Text segment:
========================

Securities issued by the obligor, or any related group entity, are not eligible. This notwithstanding, the obligor's own issues of covered bonds falling within the terms of Annex VI, Part 1, points 68 to 70 may be recognised as eligible when they are posted as collateral for repurchase transactions, provided that the first paragraph of this point is complied with.
Legal certainty
Credit institutions shall fulfil any contractual and statutory requirements in respect of, and take all steps necessary to ensure, the enforceability of the collateral arrangements under the law applicable to their interest in the collateral.
Credit institutions shall have conducted sufficient legal review confirming the enforceability of the collateral arrangements in all relevant jurisdictions. They shall re‐conduct such review as necessary to ensure continuing enforceability.
Operational requirements
The collateral arrangements shall be properly documented, with a clear and robust procedure for the timely liquidation of collateral.
Credit institutions shall employ robust procedures and processes to control risks arising from the use of collateral — including risks of failed or reduced credit protection, valuation risks, risks associated with the termination of the credit protection, concentration risk arising from the use of collateral and the interaction with the credit institution's overall risk profile.
The credit institution shall have documented policies and practices concerning the types and amounts of collateral accepted.
Credit institutions shall calculate the market value of the collateral, and revalue it accordingly, with a minimum frequency of once every six months and whenever the credit institution has reason to believe that there has occurred a significant decrease in its market value.
Where the collateral is held by a third party, credit institutions must take reasonable steps to ensure that the third party segregates the collateral from its own assets.

========================

Stored data:
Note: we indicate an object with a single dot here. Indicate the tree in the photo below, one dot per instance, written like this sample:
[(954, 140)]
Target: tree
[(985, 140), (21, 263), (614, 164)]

========================

Task instructions: Rename "third party" to "custodian" in the passage on collateral, beginning at the words "Credit institutions shall calculate" and stopping after "its own assets.". The data that comes after the passage on collateral is separate material.

Answer for the task:
Credit institutions shall calculate the market value of the collateral, and revalue it accordingly, with a minimum frequency of once every six months and whenever the credit institution has reason to believe that there has occurred a significant decrease in its market value.
Where the collateral is held by a custodian, credit institutions must take reasonable steps to ensure that the custodian segregates the collateral from its own assets.